Given text
--- START ---
As to the review, I cannot see any ground for criticism of the Reviewer's decision. It was within the discretion of the Reviewer to decide whether to refer the matter back to the Corporation, or to exercise the Reviewer's own powers of investigation and make a decision on the claim itself, rather than to give directions. 
Part of the review was not recorded, apparently because the microphone was switched off. While that was unfortunate it can only be regarded as an unintended mistake. The Reviewer would have had absolutely nothing to gain and any suggestion that it was deliberate does not deserve consideration. The appellant's written submissions also pointed to comments by the Reviewer that Mr Grove submitted to this Court showed bias or some form of incompetence. Such an argument is inflated and inappropriate. The Reviewer was fully entitled to make certain observations on aspects of the claim. I have looked at the passages mentioned in Mr Grove's submissions and find them unremarkable in the context of the overall decision. It is possible that there might be a viable argument that the Reviewer could have been wrong in his view of the effect of observations by the Court in Thomas (330/04). But Mr Grove went a step further and put that forward as demonstrating unfairness by the Reviewer, and a breach of the Reviewer's duty of independence. Mr Grove's submission is untenable. If an observation by a Reviewer is wrong, it can be put right on appeal.
--- END ---
Please answer these questions on the review decision text above.
1. Why, apparently, was part of the review not recorded?
2. Observations by the Court in which case might the Reviewer have viewed wrongly?
3. How can a wrong observation by a Reviewer be put right?

Natural-language object grounding records
--- START ---
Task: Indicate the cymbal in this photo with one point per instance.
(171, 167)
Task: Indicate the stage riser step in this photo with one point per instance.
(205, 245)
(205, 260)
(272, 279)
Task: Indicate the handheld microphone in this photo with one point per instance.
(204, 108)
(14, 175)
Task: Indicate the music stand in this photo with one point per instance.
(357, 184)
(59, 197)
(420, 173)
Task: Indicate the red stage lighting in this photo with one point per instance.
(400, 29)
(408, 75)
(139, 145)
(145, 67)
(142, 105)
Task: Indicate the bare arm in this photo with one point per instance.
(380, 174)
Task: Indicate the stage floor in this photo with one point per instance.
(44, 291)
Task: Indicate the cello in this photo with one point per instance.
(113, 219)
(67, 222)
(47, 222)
--- END ---
Task response
1. The microphone was switched off.
2. Thomas (330/04).
3. On appeal.